Task goal:
Go through the records line by line from the top and repeat each one exactly, ending with the line that contains "In the photo above, where can the woman be".

Source material:

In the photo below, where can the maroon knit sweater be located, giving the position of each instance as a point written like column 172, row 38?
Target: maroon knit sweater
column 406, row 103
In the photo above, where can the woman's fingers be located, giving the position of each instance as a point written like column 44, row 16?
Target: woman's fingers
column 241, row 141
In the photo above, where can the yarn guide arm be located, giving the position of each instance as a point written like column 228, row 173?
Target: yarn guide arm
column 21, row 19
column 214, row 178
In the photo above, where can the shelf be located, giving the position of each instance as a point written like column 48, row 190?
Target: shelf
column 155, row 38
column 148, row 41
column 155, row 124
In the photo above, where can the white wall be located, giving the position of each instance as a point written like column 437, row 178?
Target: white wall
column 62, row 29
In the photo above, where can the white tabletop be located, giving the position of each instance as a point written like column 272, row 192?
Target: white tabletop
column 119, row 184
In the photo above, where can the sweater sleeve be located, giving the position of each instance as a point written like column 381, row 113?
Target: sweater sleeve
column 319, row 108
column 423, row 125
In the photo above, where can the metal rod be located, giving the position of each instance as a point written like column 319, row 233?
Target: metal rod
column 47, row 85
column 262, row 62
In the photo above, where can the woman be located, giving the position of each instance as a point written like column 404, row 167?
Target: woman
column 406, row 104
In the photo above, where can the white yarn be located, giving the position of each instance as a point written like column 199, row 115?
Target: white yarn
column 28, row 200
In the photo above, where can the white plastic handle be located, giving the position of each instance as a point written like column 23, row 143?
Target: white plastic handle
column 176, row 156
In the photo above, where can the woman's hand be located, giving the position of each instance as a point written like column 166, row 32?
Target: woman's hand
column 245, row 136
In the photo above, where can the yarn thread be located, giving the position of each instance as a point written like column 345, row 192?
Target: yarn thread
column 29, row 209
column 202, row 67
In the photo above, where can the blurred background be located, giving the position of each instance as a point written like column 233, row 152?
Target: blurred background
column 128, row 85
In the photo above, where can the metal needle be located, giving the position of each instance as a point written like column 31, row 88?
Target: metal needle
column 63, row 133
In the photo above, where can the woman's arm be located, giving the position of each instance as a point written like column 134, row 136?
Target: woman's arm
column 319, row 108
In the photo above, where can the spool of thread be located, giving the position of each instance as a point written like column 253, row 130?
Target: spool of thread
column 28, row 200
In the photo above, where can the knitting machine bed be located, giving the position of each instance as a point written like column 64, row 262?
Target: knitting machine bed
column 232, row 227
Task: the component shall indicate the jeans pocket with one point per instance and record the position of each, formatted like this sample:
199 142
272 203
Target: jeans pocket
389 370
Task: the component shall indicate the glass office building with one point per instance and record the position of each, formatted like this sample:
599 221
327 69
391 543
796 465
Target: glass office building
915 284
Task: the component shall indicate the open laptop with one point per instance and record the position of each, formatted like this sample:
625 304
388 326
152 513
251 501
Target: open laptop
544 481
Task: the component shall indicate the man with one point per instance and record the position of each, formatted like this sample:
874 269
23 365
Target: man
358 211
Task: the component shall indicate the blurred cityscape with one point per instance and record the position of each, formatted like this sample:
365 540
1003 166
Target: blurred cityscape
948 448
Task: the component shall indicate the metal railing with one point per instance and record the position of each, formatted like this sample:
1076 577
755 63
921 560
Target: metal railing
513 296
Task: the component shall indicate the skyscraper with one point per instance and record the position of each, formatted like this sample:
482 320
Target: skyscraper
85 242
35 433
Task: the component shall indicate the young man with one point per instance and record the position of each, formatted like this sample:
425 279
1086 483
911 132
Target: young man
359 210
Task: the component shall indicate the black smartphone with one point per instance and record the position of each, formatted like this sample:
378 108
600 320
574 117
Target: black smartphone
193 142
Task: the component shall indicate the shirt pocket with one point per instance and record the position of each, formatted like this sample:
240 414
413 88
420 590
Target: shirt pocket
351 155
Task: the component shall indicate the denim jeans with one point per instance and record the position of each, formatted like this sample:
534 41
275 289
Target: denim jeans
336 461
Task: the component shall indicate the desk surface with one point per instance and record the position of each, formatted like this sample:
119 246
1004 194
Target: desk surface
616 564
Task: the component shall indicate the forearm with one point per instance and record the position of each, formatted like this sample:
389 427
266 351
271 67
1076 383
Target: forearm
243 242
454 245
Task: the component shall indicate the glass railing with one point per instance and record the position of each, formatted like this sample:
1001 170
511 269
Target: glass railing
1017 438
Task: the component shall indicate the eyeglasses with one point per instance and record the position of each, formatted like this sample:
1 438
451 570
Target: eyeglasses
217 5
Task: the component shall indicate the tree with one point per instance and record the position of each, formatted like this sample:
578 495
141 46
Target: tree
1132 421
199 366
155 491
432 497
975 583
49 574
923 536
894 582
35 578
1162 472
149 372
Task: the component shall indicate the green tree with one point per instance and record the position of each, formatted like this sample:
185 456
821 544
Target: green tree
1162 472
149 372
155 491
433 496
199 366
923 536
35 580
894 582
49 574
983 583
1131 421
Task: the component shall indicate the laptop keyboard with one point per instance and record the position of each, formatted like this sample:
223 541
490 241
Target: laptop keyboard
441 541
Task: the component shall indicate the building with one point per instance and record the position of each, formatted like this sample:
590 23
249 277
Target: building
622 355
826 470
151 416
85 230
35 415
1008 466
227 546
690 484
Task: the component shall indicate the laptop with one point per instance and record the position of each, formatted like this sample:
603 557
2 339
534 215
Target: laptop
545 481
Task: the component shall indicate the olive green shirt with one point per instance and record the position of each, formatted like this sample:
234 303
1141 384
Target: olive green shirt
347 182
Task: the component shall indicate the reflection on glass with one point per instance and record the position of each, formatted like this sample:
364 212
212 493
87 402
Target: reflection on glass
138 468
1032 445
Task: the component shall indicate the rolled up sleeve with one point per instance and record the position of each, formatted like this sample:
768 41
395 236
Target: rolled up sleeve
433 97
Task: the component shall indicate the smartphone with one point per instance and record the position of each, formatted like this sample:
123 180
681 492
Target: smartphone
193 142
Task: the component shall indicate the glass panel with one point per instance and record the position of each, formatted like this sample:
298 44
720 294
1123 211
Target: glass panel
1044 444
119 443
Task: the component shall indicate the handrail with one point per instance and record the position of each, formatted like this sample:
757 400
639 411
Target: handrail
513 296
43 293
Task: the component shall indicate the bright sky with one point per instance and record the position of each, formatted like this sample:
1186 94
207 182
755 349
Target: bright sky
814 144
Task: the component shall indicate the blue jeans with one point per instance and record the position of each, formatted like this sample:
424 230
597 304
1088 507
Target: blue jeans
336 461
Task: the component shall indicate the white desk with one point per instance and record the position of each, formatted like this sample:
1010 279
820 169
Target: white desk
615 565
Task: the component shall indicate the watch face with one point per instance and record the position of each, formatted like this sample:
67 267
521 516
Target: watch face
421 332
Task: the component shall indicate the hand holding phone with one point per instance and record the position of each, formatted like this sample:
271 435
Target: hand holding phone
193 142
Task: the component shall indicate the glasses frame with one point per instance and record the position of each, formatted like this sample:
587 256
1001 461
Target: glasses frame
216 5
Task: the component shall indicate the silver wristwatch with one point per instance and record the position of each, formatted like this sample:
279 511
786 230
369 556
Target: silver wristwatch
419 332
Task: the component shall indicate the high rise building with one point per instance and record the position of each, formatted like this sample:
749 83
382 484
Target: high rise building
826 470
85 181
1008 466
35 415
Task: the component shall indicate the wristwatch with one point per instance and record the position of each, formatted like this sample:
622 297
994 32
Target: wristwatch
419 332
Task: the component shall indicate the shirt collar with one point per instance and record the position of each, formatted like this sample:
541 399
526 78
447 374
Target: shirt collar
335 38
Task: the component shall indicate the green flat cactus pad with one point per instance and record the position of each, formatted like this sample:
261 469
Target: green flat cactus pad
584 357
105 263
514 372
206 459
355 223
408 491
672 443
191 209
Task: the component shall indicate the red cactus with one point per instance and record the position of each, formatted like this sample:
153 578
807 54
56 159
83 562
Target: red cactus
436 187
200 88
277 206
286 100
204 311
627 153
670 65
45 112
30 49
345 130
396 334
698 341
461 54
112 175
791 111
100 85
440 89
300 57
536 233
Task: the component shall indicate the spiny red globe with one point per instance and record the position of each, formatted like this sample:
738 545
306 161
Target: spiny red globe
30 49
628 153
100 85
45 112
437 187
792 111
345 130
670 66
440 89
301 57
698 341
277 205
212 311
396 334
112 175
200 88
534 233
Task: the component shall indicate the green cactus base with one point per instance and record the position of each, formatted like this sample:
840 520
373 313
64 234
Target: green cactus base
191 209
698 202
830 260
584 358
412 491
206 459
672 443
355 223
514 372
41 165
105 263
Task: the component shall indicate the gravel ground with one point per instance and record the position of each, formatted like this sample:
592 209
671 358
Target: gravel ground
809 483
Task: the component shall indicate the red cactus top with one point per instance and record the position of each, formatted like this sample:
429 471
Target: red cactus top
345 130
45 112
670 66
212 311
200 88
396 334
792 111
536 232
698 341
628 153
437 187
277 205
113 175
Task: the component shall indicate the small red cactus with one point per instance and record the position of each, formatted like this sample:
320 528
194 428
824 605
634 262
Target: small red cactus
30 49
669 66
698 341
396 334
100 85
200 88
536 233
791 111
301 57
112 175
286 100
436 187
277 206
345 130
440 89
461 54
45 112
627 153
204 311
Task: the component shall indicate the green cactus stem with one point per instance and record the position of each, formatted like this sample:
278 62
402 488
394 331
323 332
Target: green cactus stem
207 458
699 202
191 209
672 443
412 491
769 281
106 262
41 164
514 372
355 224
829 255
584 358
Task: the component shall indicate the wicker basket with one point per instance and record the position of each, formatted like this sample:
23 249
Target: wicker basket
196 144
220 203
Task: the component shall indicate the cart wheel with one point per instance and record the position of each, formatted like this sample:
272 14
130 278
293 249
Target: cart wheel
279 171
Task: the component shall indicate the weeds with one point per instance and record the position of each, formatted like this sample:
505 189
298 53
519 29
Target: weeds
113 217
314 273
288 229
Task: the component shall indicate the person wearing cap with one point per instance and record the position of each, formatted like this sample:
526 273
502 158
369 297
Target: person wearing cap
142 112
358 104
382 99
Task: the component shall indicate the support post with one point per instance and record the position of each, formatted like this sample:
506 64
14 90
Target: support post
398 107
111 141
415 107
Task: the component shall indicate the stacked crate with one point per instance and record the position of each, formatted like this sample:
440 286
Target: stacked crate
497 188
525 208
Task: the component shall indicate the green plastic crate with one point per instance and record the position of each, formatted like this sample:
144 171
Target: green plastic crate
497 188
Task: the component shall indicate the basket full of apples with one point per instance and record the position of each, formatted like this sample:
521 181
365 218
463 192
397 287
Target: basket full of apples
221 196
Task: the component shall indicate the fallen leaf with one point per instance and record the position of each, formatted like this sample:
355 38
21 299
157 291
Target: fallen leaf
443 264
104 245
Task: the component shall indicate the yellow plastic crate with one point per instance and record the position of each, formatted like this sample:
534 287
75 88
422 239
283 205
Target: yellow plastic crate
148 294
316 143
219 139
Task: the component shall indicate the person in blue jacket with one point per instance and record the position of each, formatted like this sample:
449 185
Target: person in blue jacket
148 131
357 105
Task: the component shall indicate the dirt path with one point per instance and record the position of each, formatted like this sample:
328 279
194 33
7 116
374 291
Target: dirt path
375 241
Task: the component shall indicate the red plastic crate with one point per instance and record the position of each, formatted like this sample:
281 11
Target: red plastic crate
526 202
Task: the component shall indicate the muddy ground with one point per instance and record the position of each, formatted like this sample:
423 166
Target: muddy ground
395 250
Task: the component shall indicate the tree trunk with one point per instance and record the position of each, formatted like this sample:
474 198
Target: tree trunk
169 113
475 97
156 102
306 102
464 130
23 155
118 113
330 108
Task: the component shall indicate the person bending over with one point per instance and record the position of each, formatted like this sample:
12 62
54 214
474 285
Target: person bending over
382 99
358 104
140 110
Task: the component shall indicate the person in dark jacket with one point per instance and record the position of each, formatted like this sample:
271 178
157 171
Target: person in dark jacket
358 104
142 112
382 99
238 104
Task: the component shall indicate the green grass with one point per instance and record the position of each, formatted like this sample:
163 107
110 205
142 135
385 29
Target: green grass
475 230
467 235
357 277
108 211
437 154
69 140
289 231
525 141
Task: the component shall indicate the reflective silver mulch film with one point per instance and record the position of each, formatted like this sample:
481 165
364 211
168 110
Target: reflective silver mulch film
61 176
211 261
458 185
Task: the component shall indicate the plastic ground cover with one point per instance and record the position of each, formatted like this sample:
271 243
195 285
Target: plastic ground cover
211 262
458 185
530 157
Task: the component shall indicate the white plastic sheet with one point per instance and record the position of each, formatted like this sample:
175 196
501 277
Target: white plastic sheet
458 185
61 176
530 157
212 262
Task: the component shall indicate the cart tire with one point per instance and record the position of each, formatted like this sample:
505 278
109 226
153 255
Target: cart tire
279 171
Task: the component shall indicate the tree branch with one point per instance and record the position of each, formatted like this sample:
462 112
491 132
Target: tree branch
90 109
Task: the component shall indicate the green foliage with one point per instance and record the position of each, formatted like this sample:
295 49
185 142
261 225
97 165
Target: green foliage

Worked solution:
In the photo below, where can the maroon knit sweater be located, giving the position of each instance as a point written like column 172, row 38?
Target: maroon knit sweater
column 406, row 103
In the photo above, where can the woman's fingers be located, giving the position of each instance as a point written like column 44, row 16?
Target: woman's fingers
column 241, row 141
In the photo above, where can the yarn guide arm be located, giving the position of each instance as a point written like column 228, row 173?
Target: yarn guide arm
column 21, row 19
column 214, row 178
In the photo above, where can the shelf be located, giving the position of each instance as a point written like column 48, row 190?
Target: shelf
column 155, row 38
column 148, row 41
column 155, row 124
In the photo above, where can the white wall be located, giving the position of each instance as a point written like column 437, row 178?
Target: white wall
column 62, row 29
In the photo above, where can the white tabletop be located, giving the position of each instance as a point written like column 272, row 192?
Target: white tabletop
column 119, row 184
In the photo above, where can the sweater sleeve be located, giving the position of each instance as a point written like column 381, row 113?
Target: sweater sleeve
column 319, row 108
column 423, row 125
In the photo above, where can the metal rod be located, giving the position of each instance as a point written like column 319, row 233?
Target: metal rod
column 47, row 85
column 262, row 62
In the photo above, where can the woman be located, giving the position of each instance as a point written like column 404, row 167?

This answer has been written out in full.